— start —

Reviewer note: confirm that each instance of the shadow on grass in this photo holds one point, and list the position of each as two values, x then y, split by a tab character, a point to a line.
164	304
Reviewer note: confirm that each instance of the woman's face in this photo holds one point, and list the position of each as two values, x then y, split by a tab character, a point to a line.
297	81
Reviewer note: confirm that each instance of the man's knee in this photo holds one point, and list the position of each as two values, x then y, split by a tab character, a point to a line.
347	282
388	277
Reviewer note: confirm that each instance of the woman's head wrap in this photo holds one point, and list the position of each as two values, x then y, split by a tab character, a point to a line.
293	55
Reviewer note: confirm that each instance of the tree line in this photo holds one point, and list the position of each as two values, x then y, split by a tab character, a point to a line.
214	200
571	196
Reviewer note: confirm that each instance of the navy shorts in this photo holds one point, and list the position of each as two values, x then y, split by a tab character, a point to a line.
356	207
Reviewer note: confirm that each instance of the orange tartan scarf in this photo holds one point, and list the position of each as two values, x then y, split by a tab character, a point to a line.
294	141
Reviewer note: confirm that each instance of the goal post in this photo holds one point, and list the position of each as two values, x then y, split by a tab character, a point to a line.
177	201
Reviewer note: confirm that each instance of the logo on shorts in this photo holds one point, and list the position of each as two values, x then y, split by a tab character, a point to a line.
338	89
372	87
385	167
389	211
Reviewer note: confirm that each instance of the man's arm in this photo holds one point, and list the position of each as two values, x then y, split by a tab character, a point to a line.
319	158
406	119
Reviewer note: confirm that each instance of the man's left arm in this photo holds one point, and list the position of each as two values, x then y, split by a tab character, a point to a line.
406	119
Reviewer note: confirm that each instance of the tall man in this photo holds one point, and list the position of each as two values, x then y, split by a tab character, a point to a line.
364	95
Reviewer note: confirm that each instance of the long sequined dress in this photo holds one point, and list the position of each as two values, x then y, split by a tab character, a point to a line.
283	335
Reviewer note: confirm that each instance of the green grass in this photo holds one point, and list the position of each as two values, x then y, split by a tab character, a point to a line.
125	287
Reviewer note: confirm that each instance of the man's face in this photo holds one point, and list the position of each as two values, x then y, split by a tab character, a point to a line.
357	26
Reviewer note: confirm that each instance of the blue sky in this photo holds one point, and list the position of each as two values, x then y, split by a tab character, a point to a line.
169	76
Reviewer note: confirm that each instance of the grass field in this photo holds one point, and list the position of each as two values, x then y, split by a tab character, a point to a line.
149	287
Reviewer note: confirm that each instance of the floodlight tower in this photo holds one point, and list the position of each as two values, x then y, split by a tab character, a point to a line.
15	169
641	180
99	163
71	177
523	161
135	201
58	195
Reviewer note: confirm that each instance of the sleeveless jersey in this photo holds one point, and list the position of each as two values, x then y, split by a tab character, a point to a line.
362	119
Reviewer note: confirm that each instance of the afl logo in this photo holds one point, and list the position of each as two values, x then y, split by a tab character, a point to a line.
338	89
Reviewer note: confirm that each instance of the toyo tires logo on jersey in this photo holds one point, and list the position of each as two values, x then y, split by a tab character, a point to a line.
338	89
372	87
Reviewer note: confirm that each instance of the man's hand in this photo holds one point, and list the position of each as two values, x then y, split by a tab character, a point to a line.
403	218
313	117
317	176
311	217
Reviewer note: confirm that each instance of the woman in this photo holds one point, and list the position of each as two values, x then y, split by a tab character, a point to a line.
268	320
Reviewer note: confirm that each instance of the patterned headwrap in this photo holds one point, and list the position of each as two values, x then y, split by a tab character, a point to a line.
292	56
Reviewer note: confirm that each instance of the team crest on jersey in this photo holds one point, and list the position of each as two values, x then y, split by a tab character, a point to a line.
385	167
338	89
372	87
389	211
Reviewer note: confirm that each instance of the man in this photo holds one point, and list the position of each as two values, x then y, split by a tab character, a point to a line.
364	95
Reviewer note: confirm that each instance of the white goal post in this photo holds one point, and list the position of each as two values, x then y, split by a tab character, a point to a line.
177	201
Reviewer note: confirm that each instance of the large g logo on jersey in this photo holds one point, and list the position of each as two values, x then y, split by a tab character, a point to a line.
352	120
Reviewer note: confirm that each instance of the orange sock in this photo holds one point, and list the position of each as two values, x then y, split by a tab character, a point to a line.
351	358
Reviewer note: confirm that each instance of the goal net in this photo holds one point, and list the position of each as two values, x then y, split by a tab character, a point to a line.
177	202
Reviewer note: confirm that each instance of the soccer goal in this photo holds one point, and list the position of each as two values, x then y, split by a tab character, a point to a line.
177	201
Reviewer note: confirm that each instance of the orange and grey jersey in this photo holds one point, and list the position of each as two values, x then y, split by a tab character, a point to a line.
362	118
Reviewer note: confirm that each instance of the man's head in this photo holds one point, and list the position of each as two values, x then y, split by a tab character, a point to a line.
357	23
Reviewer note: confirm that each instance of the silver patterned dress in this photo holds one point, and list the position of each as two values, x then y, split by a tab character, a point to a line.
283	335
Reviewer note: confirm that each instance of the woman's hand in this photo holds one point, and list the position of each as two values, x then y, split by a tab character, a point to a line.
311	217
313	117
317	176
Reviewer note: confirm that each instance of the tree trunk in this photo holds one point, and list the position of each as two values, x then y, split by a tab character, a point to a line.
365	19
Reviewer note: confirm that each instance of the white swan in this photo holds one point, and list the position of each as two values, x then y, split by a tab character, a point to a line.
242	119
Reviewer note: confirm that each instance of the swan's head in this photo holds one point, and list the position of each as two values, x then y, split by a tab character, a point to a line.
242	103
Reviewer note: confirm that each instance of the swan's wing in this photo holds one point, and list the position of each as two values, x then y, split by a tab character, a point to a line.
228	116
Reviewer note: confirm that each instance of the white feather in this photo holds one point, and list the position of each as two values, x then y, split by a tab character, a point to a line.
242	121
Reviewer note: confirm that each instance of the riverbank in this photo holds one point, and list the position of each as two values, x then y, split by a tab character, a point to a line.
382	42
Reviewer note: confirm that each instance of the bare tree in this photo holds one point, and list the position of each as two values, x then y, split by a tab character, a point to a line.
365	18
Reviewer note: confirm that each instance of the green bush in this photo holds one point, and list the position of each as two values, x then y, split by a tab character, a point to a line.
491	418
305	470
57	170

— end —

| TASK BRIEF |
Copy the records from the line containing "Reviewer note: confirm that each instance of the swan's wing" through the end of the records, swapping "bare tree" for "leafless tree" and leaving everything else unchanged.

| RESPONSE |
Reviewer note: confirm that each instance of the swan's wing in this photo holds one point, and list the position of each as two values, x then y, split by a tab character, a point to a line.
228	116
Reviewer note: confirm that each instance of the white feather in this photo holds one point, and list the position of each as two values, x then y, split by a tab character, a point to a line.
242	121
Reviewer note: confirm that each instance of the riverbank in this photo holds one point, and list the position of each as two values, x then y, split by a tab character, a point to a line.
382	42
Reviewer note: confirm that each instance of the leafless tree in this photo holds one point, and list the position of each as two values, x then y, split by a tab character, a point to a line.
365	18
Reviewer note: confirm that each instance of the green bush in this photo holds one point, and list the position of each as two values, x then y, split by a tab character, a point to a line.
491	418
305	470
57	170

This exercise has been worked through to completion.